▶ _Passage to read_
The image and philosophy of this health-obsessed asceticism must have resonated with Ahbez on some level. Thus in Lotusland was Eden Ahbez, Nature Boy, truly born. The Nature Boys – there was actually a whole group of them, including Hollywood health guru Gypsy Boots – were mostly American males taken with the Lebensreform lifestyle, and they were as good at having their pictures as they were at sustaining themselves on raw food and growing their beards long.

The “Nature Boys” in full regalia, Topanga Canyon, 1948. Eden Ahbez is in front. Future California fitness guru Gypsy Boots is back row, left. (Photo from hippy.com, courtesy of Gypsy Boots.)

References to Ahbez as a beatnik and proto-hippie abound. That’s not quite the case, however. Certainly there was their wooly appearance, but the Nature Boys preached temperance, not the radical politics or the sexual and chemical libertarianism of the hippie counterculture. They’re more directly connected to 19th Century Protestant Germany – as well as to the bohemian fringes of California surf culture that followed them. Regardless, the “Nature Boys” were a local phenomenon in the late ‘40s and 1950s. Ahbez, who’d never abandoned his ambition for selling songs, leveraged his unique celebrity, striking up a partnership with Cowboy Jack Patton, a Hollywood radio personality and health nut. Together, they landed the words and melody to Ahbez’s autobiographical “Nature Boy” (part of a larger Nature Boy Suite, apparently) in Nat “King” Cole’s hands. Just as improbably, it became a number one hit, one of the biggest of Cole’s early mainstream singing career. Somehow this all made sense in post-War Southern California.

Though “Nature Boy” was not without its controversies (songwriter Herman Yablakoff sued, alleging that the Eastern melody to “Nature Boy” came from his song “Sveig Mein Härtz”), Ahbez’s celebrity increased to a national level – there were articles in Time, Life and Newsweek magazines. It was a role that did not seem to disagree with him. Ahbez continued publishing and selling his unique songs in Hollywood (including “Lonely Island,” a minor 1959 hit for Sam Cooke), just as the legends proliferated: he and his young wife had once lived for a time beneath the Hollywood sign, his young family foraged for food in the Hollywood hills.

His sole album – 1960 Eden’s Island – is the culmination of both his philosophy and musical career. Released on Bob Keene’s hip Del-Fi label, Eden’s Island capitalizes on Ahbez’s image as the sun-worshipping, beachcombing vegetarian-philosopher. West Coast pianist Paul Moer’s instrumentation was California jazz at its most exotic, with Ahbez – on flute and hand drum – accompanying the soft vibes and Martin Denny-style birdcalls. Even better, Ahbez gently intoned his own poetry over the score. Composed as a “spiritual song cycle,” the poems are idylls of the Nature Boy lifestyle – terribly redolent of Rod McKuen and a certain type of lightweight mysticism. Nonetheless the album is highly original, an absolute high point of American post-War exotica and armchair escapism. (Hear an excerpt of the album’s “Full Moon” here.)

▶ _Exercise task 1_
Please rewrite the part of the records that opens with the line containing "Study the drawing above and tell me where the cupola" and closes with the line containing "[0,0,235,96]", changing "green foliage" to "leafy vegetation" and leaving everything else as it is.
The passage about Eden Ahbez and the records that come next are unrelated material.

▶ _Material shown_
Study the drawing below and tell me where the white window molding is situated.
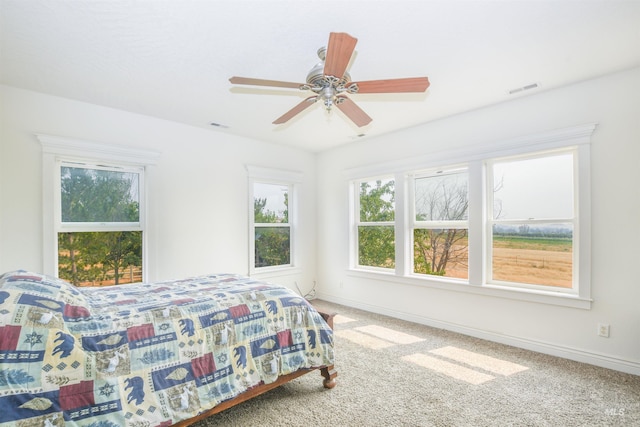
[245,165,304,278]
[343,124,596,309]
[36,134,161,280]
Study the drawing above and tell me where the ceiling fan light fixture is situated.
[229,33,429,127]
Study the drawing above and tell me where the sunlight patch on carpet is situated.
[334,329,395,350]
[429,346,529,376]
[354,325,424,344]
[333,314,356,325]
[402,353,495,385]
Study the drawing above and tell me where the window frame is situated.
[407,164,470,283]
[246,165,303,277]
[350,174,398,274]
[344,123,597,309]
[36,134,160,281]
[485,146,580,295]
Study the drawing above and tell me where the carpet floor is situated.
[193,301,640,427]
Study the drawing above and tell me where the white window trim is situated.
[246,165,304,278]
[36,134,160,281]
[343,123,597,309]
[483,146,588,295]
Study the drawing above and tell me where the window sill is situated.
[347,269,592,310]
[250,267,302,279]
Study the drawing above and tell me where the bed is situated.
[0,270,337,427]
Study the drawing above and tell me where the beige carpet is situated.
[194,301,640,427]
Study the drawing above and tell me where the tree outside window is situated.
[413,171,469,279]
[253,182,291,268]
[58,164,142,286]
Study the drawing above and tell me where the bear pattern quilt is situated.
[0,271,334,427]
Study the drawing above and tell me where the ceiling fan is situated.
[229,33,429,127]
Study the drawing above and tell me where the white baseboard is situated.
[316,293,640,375]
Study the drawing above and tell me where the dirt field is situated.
[418,240,573,288]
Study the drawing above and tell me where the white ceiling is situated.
[0,0,640,151]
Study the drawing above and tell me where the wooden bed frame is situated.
[174,311,338,427]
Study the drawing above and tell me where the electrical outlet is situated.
[598,323,609,338]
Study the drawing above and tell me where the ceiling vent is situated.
[509,83,540,95]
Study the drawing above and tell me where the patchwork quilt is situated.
[0,271,334,427]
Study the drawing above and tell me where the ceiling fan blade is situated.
[273,96,317,125]
[336,96,372,127]
[229,76,304,89]
[324,33,358,79]
[354,77,430,93]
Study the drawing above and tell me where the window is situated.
[345,125,595,308]
[487,150,576,290]
[56,162,143,286]
[38,135,159,286]
[356,178,395,269]
[253,182,291,268]
[247,166,302,274]
[411,169,469,279]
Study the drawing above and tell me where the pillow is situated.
[0,270,90,318]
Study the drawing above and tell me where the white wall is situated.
[317,69,640,374]
[0,86,316,291]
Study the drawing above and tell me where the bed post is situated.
[319,311,338,388]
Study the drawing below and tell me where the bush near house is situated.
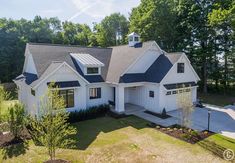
[68,104,110,123]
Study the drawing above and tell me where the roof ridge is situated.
[27,42,111,49]
[108,40,154,48]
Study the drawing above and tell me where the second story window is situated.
[89,88,101,99]
[177,63,184,73]
[87,67,99,75]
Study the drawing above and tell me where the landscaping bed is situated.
[150,124,214,144]
[144,110,171,119]
[44,159,70,163]
[0,129,31,148]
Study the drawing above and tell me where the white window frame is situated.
[85,66,101,75]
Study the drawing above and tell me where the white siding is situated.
[159,56,199,111]
[126,50,160,73]
[86,83,114,107]
[25,53,37,74]
[125,84,161,112]
[161,57,198,84]
[36,65,86,111]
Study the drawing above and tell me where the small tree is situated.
[29,84,76,160]
[176,88,194,127]
[0,86,10,123]
[8,103,25,139]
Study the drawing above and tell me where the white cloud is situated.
[68,0,140,21]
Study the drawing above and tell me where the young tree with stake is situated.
[29,84,76,160]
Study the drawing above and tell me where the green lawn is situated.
[198,93,235,106]
[0,117,235,163]
[1,100,18,115]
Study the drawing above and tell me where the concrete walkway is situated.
[168,105,235,139]
[125,103,178,127]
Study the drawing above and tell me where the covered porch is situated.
[113,83,145,115]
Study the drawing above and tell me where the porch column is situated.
[115,86,125,113]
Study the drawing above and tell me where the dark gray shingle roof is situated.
[28,43,112,82]
[120,54,173,83]
[27,41,182,85]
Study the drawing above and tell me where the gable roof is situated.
[27,43,112,82]
[22,41,187,86]
[120,54,173,83]
[106,41,155,83]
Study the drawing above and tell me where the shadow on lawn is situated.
[2,141,29,159]
[73,116,147,150]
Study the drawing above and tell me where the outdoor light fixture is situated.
[207,109,211,131]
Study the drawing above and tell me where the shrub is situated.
[162,108,167,117]
[8,103,25,139]
[68,104,110,123]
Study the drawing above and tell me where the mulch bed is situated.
[149,124,215,144]
[0,129,31,148]
[144,110,171,119]
[44,159,70,163]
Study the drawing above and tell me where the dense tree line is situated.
[130,0,235,93]
[0,13,129,82]
[0,0,235,93]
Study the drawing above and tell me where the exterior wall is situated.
[124,84,159,112]
[25,54,37,74]
[160,87,197,111]
[35,65,87,114]
[159,57,199,111]
[19,63,114,115]
[126,50,160,73]
[86,83,114,107]
[161,57,199,84]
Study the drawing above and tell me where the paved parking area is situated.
[168,105,235,139]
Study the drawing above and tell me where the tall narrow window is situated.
[89,88,101,99]
[149,91,154,98]
[59,89,74,108]
[87,67,99,74]
[177,63,184,73]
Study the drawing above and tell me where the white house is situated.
[14,33,199,115]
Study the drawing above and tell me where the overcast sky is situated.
[0,0,140,25]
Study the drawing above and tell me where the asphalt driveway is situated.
[168,105,235,139]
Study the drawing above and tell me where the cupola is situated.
[128,32,140,46]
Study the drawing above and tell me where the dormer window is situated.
[128,32,140,47]
[135,37,139,42]
[70,53,105,75]
[177,63,184,73]
[87,67,99,75]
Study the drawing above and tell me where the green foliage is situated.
[95,13,129,47]
[68,104,110,123]
[162,108,167,117]
[28,83,76,160]
[0,86,10,123]
[8,103,25,139]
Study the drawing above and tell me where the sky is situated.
[0,0,140,25]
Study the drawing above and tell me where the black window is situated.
[135,37,139,41]
[31,89,35,96]
[87,67,99,74]
[177,63,184,73]
[89,88,101,99]
[166,91,171,95]
[129,37,133,41]
[59,89,74,108]
[149,91,154,97]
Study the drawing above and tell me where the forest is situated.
[0,0,235,96]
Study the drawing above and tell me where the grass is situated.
[198,93,235,106]
[0,116,234,163]
[1,100,18,115]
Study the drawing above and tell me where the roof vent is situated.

▶ _Exercise task 2_
According to the passage about Eden Ahbez, on which label was Eden's Island released?

▶ _Solution 1_
Study the drawing above and tell me where the cupola is situated.
[128,32,140,46]
Study the drawing above and tell me where the dormer window is situated.
[128,32,140,47]
[135,37,139,42]
[70,53,105,75]
[177,63,184,73]
[87,67,99,75]
Study the drawing above and tell me where the leafy vegetation is situated.
[95,13,129,47]
[68,104,110,123]
[162,108,167,117]
[28,83,76,160]
[0,86,10,123]
[8,103,25,139]
Study the drawing above and tell me where the sky is situated.
[0,0,140,25]
Study the drawing above and tell me where the black window is situated.
[135,37,139,41]
[31,89,35,96]
[87,67,99,74]
[177,63,184,73]
[89,88,101,99]
[166,91,171,95]
[129,37,133,41]
[59,89,74,108]
[149,91,154,97]
Study the drawing above and tell me where the forest is situated.
[0,0,235,96]

▶ _Solution 2_
Bob Keene's Del-Fi label.